## Problem to work on
Copy out all the records, substituting "outline" for every occurrence of "mask" and changing nothing else.
+++++
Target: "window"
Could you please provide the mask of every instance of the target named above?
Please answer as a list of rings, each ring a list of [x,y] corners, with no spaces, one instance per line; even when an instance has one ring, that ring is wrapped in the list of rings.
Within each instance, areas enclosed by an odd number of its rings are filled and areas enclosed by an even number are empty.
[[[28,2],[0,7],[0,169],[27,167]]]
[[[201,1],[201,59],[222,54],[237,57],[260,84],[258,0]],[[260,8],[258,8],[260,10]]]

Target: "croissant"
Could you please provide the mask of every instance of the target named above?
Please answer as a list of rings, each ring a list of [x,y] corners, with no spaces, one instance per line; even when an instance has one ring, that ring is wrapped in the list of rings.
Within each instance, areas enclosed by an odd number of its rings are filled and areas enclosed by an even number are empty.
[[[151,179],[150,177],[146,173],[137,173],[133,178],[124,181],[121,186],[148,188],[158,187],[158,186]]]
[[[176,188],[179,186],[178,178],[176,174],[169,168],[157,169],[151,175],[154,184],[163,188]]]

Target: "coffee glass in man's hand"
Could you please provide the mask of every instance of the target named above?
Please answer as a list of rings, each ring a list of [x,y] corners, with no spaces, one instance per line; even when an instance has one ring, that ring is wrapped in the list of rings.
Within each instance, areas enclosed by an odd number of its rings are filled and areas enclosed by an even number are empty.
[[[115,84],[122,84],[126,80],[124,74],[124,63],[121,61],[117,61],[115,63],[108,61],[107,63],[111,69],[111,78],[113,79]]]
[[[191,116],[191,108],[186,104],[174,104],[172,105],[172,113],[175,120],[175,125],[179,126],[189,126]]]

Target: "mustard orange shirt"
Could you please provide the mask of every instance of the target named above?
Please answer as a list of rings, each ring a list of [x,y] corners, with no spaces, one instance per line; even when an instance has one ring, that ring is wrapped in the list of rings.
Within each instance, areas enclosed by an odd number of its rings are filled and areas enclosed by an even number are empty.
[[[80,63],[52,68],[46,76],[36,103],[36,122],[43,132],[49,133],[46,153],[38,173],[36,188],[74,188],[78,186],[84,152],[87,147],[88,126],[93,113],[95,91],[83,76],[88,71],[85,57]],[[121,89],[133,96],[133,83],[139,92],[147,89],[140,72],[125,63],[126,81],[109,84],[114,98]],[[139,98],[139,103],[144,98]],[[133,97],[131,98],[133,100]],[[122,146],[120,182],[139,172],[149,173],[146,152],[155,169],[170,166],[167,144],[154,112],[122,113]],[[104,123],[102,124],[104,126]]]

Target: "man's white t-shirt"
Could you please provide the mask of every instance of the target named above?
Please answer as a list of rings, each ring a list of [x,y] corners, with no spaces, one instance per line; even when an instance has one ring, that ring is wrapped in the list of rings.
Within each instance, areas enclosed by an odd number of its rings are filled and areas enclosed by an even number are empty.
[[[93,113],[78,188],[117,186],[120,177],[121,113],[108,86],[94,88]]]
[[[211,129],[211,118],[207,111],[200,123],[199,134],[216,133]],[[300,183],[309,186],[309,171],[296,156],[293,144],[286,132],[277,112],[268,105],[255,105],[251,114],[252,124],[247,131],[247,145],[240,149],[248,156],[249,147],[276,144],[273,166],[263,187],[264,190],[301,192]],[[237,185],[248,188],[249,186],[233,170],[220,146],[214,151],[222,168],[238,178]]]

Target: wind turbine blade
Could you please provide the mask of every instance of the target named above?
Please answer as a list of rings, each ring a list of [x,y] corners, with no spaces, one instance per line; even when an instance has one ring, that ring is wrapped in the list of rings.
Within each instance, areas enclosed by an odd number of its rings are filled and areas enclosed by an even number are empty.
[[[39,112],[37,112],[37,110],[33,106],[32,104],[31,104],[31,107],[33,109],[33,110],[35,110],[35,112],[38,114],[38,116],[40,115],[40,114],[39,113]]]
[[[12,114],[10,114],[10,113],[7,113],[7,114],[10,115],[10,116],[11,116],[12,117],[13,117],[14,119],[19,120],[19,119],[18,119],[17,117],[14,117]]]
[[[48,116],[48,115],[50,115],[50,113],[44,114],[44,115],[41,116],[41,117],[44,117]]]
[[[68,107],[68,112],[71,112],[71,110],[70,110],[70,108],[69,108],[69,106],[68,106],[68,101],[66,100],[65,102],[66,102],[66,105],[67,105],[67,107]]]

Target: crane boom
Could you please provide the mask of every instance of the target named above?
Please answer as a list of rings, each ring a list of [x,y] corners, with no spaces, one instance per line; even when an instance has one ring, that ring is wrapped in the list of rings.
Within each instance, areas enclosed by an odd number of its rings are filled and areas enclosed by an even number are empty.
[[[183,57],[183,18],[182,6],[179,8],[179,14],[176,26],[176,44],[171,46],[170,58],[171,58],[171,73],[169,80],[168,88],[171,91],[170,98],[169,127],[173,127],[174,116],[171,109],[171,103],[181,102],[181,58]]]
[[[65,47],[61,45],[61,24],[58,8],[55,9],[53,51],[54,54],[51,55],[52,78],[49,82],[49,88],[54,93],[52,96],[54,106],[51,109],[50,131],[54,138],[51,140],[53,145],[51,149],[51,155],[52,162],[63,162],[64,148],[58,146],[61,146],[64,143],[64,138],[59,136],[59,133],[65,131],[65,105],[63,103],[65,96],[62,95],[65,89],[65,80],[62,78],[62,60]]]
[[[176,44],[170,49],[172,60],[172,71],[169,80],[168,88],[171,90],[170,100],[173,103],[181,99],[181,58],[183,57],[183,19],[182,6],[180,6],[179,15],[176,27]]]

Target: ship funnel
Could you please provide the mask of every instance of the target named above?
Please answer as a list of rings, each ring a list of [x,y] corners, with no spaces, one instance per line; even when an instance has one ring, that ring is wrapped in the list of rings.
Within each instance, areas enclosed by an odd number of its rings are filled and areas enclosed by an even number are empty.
+++++
## Exercise output
Target: "window"
Could you please provide the outline of every instance of the target named above?
Please answer as a list of rings, each ring a list of [x,y] corners, with no spaces, one instance per line; even when an instance has one ring, that ring is wrapped in the list of rings.
Within each instance, areas enclosed by an odd number of its rings are filled and areas enclosed by an even number are empty.
[[[28,2],[0,7],[0,169],[27,167]]]
[[[201,1],[201,59],[222,54],[237,57],[260,84],[258,0]],[[260,8],[258,8],[260,10]]]

Target: "croissant"
Could you please provide the outline of every instance of the target named above?
Please answer as a list of rings, each ring a list of [x,y] corners, with no spaces, one instance per line; even when an instance has one ring, that ring is wrapped in the list of rings.
Within each instance, areas enclosed by an odd number of its rings are filled and areas enclosed by an even number are empty.
[[[151,179],[150,177],[146,173],[137,173],[133,178],[124,181],[121,186],[148,188],[158,187],[158,186]]]
[[[176,188],[179,186],[178,178],[176,174],[169,168],[157,169],[151,175],[154,184],[163,188]]]

Target: "coffee glass in man's hand"
Could you please provide the outline of every instance of the target named above?
Please answer as a list of rings, each ring a list of [x,y] corners, with no spaces, one instance per line; even when an instance has one ring, that ring is wrapped in the list of rings.
Within each instance, areas enclosed by an odd number of its rings are filled and areas enclosed by an even number are empty.
[[[115,84],[122,84],[126,80],[124,74],[124,63],[121,61],[117,61],[115,63],[108,61],[107,63],[111,69],[111,78],[113,79]]]
[[[191,116],[191,108],[186,104],[174,104],[172,105],[172,113],[175,120],[175,125],[179,126],[189,126]]]

Target: "mustard orange shirt"
Could you please provide the outline of every instance of the target named above?
Please answer as a list of rings, each ring a list of [x,y] corners, with no spaces, one instance per line; even when an instance has one ring, that ring is wrapped in the list of rings.
Within each instance, areas enclosed by an odd number of its rings are filled and areas enclosed by an even number are empty.
[[[80,63],[52,68],[46,76],[36,103],[36,122],[43,132],[49,133],[46,153],[38,173],[36,188],[74,188],[78,186],[84,152],[87,147],[88,126],[93,113],[95,91],[83,76],[88,71],[85,57]],[[121,89],[133,96],[133,83],[139,92],[147,89],[140,72],[125,63],[126,81],[109,84],[114,98]],[[139,98],[139,103],[144,98]],[[133,97],[131,98],[133,100]],[[122,146],[120,182],[139,172],[149,173],[146,152],[155,169],[170,166],[167,144],[154,112],[122,113]],[[104,123],[102,124],[104,126]]]

Target: "man's white t-shirt"
Could you please provide the outline of every instance of the target named above?
Please answer as a list of rings, each ring a list of [x,y] corners, with no spaces, one instance per line; even when an instance has one ring, that ring is wrapped in the list of rings.
Within each instance, areas enclosed by an odd number of its rings are filled and areas enclosed by an even number are empty.
[[[93,113],[78,188],[117,186],[120,177],[121,113],[108,86],[94,88]]]
[[[211,129],[211,118],[207,111],[200,123],[199,134],[216,133]],[[300,183],[309,186],[309,171],[296,156],[293,144],[286,132],[277,112],[268,105],[255,105],[251,114],[252,124],[247,131],[247,145],[240,149],[248,156],[249,147],[276,144],[273,166],[263,187],[264,190],[301,192]],[[237,185],[248,188],[249,186],[233,170],[220,146],[214,151],[222,168],[238,178]]]

Target: wind turbine blade
Could you please provide the outline of every instance of the target named above?
Please answer as a list of rings, each ring a list of [x,y] corners, with no spaces, one instance per line; even when an instance has one ring, that ring is wrapped in the list of rings.
Within each instance, areas enclosed by an odd number of its rings are filled and areas enclosed by an even number are empty.
[[[39,112],[37,112],[37,110],[33,106],[32,104],[31,104],[31,107],[33,109],[33,110],[35,110],[35,112],[38,114],[38,116],[40,115],[40,114],[39,113]]]
[[[12,114],[10,114],[10,113],[7,113],[7,114],[10,115],[10,116],[11,116],[12,117],[13,117],[14,119],[19,120],[19,119],[18,119],[17,117],[14,117]]]
[[[48,116],[48,115],[50,115],[50,113],[44,114],[44,115],[41,116],[41,117],[44,117]]]
[[[68,107],[68,112],[71,112],[71,110],[70,110],[70,108],[69,108],[69,106],[68,106],[68,101],[66,100],[65,102],[66,102],[66,105],[67,105],[67,107]]]

Target: crane boom
Could you please provide the outline of every instance of the target named above?
Please answer as a list of rings, each ring a list of [x,y] corners, with no spaces, one instance per line; even when an instance has one ring, that ring is wrapped in the list of rings.
Within each instance, areas enclosed by an odd number of its rings are filled and areas enclosed by an even number are empty.
[[[183,57],[183,18],[182,6],[179,8],[179,14],[176,26],[176,44],[171,46],[170,58],[171,58],[171,73],[169,80],[168,88],[171,91],[170,98],[169,127],[173,127],[174,116],[171,109],[171,103],[181,102],[181,58]]]
[[[65,47],[61,45],[61,24],[58,8],[55,9],[53,51],[54,54],[51,55],[52,78],[49,82],[49,88],[54,93],[52,96],[54,106],[51,109],[50,131],[54,138],[51,140],[53,145],[51,149],[51,155],[52,162],[63,162],[64,148],[58,146],[61,146],[64,143],[64,138],[59,136],[59,133],[65,131],[65,105],[63,103],[65,96],[62,95],[65,89],[65,80],[62,78],[62,60]]]
[[[176,44],[170,49],[172,60],[172,71],[169,80],[168,88],[171,90],[170,100],[173,103],[181,99],[181,58],[183,57],[183,19],[182,6],[180,6],[179,15],[176,27]]]

Target: ship funnel
Could you please provide the outline of every instance of the target named above?
Please answer as a list of rings, each ring a list of [x,y] corners, with no spaces, one instance per line; even when an instance has one ring, that ring is wrapped in the list of rings.
Within each instance, areas enclosed by an odd number of its rings are filled and areas enclosed by an even number are empty.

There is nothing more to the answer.